- **Document text**:
=-=-=
If that had anything to do with government’s response to Covid, it’s reasonable
to expect to see “Covid” appear on that list of problems. It doesn’t.
Weiss’s
conceptual approach to dissecting this story is revealing in other, infinitely
more disturbing ways. Having set the stage for her belief that an
extinction-level event resulting from climate change makes the case for bigger
government, she apparently feels compelled to defend its excesses.
“FEDRA,
the FEMA-like agency, is loathed as a fascist entity,” she observes. “But it’s
cruel not because of some master plan but because it’s overwhelmed.” The author
notes that this cruelty sometimes manifests in the mass murder of defenseless
civilians, but only out of sheer desperation. That’s an argument that can be
made in the defense of any imperious government acting supposedly in defense of
its ideological interests. Indeed, Stalinist sympathizers such as W.E.B. Du Bois and George Bernard
Shaw did just
that. What were the Soviets supposed to do, what with all the wreckers,
saboteurs, and right deviationists about?
=-=-=
Continue the critique of Weiss's defense of FEDRA, starting right after its last sentence.
=-=-=
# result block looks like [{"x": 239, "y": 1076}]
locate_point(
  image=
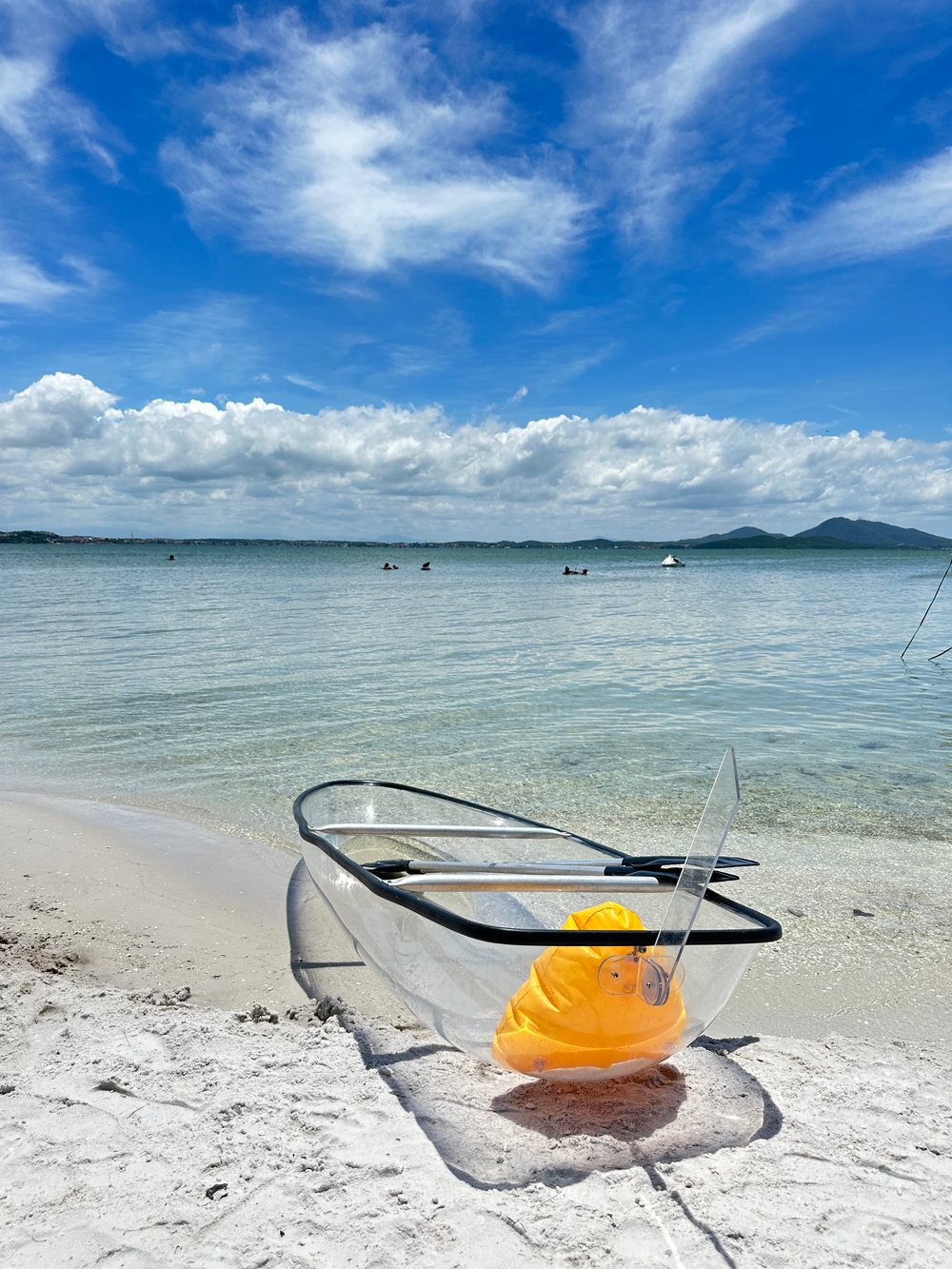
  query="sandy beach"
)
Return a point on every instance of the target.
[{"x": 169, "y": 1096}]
=-=-=
- **Output for this task**:
Weiss
descends into this reflection on the psychology of breaking a few eggs when she
ponders the origins of the fungal plague that serves as the backdrop for HBO’s
series. When the pathogen is first discovered, one local official grimly
concludes that it is necessary to “bomb this city and everyone in it.” That,
Weiss said, is “a bleak reference to climate change, which has no easy fix, no
singular savior, no policy or strategy to reset the clock.” That’s a chillingly
bloodless way to put it. But what other options are there? The alternative to
the vaporization of tens of thousands of people is the kind of collectivism she
believes represents humanity’s only chance at salvation, and people are just
hardwired against that sort of thing.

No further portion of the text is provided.